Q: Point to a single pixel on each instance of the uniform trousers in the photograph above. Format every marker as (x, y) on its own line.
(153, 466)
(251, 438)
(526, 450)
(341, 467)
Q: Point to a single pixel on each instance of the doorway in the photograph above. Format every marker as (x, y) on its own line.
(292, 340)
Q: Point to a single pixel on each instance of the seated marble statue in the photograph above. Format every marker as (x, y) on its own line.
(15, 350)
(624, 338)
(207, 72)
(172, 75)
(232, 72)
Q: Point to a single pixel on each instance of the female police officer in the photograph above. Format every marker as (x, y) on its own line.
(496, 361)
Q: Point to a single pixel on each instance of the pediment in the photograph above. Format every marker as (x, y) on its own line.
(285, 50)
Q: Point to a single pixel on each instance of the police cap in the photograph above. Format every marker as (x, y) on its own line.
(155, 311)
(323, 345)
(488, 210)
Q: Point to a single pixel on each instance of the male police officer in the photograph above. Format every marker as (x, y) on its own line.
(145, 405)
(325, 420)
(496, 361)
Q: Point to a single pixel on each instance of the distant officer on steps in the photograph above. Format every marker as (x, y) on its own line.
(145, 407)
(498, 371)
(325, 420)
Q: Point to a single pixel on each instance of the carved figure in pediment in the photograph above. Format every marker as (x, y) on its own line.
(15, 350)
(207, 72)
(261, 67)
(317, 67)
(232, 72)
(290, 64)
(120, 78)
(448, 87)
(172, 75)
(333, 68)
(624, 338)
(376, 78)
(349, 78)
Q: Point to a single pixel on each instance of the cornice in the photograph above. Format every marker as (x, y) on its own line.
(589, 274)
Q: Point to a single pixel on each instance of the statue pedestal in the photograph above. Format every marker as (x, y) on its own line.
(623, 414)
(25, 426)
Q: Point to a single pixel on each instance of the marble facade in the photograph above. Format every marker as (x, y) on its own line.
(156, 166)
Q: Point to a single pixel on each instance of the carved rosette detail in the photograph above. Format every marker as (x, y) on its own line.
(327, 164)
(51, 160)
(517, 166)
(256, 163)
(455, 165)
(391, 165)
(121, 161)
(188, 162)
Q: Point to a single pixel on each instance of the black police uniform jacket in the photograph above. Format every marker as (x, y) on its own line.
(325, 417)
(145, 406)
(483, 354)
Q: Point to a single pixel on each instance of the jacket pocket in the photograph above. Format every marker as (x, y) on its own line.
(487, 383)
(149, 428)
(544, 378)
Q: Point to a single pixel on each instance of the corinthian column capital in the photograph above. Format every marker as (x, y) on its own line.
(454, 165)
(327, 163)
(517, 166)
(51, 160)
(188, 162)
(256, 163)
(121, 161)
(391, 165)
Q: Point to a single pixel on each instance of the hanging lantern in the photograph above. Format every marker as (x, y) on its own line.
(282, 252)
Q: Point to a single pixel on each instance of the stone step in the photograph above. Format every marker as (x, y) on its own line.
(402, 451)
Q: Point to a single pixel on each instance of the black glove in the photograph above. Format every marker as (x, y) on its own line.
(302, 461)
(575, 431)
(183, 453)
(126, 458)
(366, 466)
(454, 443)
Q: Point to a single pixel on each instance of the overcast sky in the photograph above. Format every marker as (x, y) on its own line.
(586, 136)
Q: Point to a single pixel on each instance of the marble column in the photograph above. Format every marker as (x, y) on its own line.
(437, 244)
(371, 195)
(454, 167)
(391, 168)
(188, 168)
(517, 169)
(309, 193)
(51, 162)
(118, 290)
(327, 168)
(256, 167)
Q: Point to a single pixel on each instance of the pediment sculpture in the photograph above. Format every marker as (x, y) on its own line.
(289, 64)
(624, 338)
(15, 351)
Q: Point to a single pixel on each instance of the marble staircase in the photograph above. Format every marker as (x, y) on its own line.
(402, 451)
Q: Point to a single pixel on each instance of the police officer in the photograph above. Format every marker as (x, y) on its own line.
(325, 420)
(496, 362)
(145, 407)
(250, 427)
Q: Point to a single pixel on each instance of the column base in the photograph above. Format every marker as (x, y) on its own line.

□ □ □ □ □

The records above should be repeated in full, exactly as given.

### The result
Q: Point to a single pixel on each instance of the uniform trousers in the photograph above. Format every marker as (x, y) on its own line.
(153, 466)
(251, 438)
(526, 450)
(341, 467)
Q: Point to a single pixel on each instance of the doorway in the photograph above. Format every marker as (x, y) on its own line.
(292, 340)
Q: Point to a single pixel on each instance of the seated marble statue in the photograph above. Format every marker as (x, y) on its own line.
(15, 350)
(624, 338)
(207, 72)
(172, 75)
(232, 72)
Q: Point to a single pixel on each instance of the female police officer in the photograph above. Format every marker as (x, y) on its own line.
(496, 361)
Q: Point to a single pixel on each instance of the pediment in the photograph above. Format every marker as (x, y) on its own line.
(285, 50)
Q: Point to a single pixel on each instance of the police cap in the photograph above. Format every marker as (x, y) on its own line.
(155, 311)
(323, 345)
(488, 210)
Q: Point to a single pixel on each instance of the male police officer in the photograph above. Format every marker as (x, y) on its own line.
(145, 405)
(325, 420)
(496, 361)
Q: Point to a single pixel on each instance of the distant officer on steps in the photograph above. Format every marker as (x, y) on its own line.
(145, 407)
(498, 371)
(325, 420)
Q: Point to a single pixel on each instance of the carved figure in pediment in the photograph above. Format every marker as (x, y) on its own line.
(15, 350)
(207, 72)
(261, 67)
(317, 67)
(232, 72)
(290, 64)
(120, 78)
(448, 87)
(172, 75)
(333, 68)
(624, 338)
(376, 78)
(349, 78)
Q: Point to a single pixel on each instance of the cornice in the photograph above. Format every marker as (x, y) on its own line.
(589, 274)
Q: Point to a single pixel on each instance of the statue pedestal in the photograph above. Format every marker as (x, y) on its own line.
(623, 414)
(25, 426)
Q: Point to a single pixel on each instance of the marble facade in the photograph above. Format every marker as (x, y) on its own line.
(156, 166)
Q: Point to a single pixel on each instance of the carved rosette detail in the photograph above. Format every marker as (x, y) on its own line.
(327, 164)
(51, 160)
(517, 166)
(256, 163)
(455, 165)
(391, 165)
(121, 161)
(188, 162)
Q: Point to a single pixel on each instance of the black police uniform jacket in the photograph above. Format every marker as (x, y) on its own line.
(325, 417)
(145, 406)
(483, 354)
Q: Point to a single pixel on each instance of the jacket pocket in the photograph above. Format every marker as (x, y) on its own line.
(487, 383)
(149, 428)
(544, 378)
Q: Point to a single pixel on each instance of the corinthian column capital in the photograph above. Format every marker as (x, y) on its own line.
(454, 165)
(327, 163)
(517, 166)
(51, 160)
(188, 162)
(256, 163)
(121, 161)
(391, 165)
Q: Point to a single pixel on each instance of the hanging lantern in the photograph above. Format every marker as (x, y) on its own line.
(282, 252)
Q: Point to a single pixel on each instance of the stone step in the photograph above. Format every marker as (x, y) on its own line.
(402, 451)
Q: Point to a single pixel on each instance of the black glove in the photograph above. Format every marker as (x, y) on its own line.
(302, 461)
(575, 431)
(183, 453)
(126, 458)
(366, 466)
(454, 443)
Q: Point to a single pixel on each instance of the overcast sky in the photograph above. Format every marker as (x, y) on its own line.
(586, 136)
Q: Point to a single pixel on each instance of the marble column in the photograph above. Format every marker as (x, y) on its own line.
(437, 244)
(371, 195)
(454, 167)
(391, 168)
(188, 168)
(517, 169)
(309, 193)
(51, 162)
(118, 290)
(327, 168)
(256, 167)
Q: Point to a single pixel on each instance of the pediment sculpture in the photograph above. Format every marker as (x, y) on its own line.
(289, 64)
(624, 338)
(15, 351)
Q: Point to a single pixel on each instance of the marble staircase in the photograph above. Format every marker as (x, y) on its own line.
(402, 451)
Q: Point to a single pixel on each instance of the police officer in the photograph above. Format every marker as (x, y) on its own line.
(325, 420)
(496, 362)
(145, 407)
(250, 427)
Q: Point to a single pixel on each instance of the column base in the photograph above. Format every marker as (x, y) on its own line.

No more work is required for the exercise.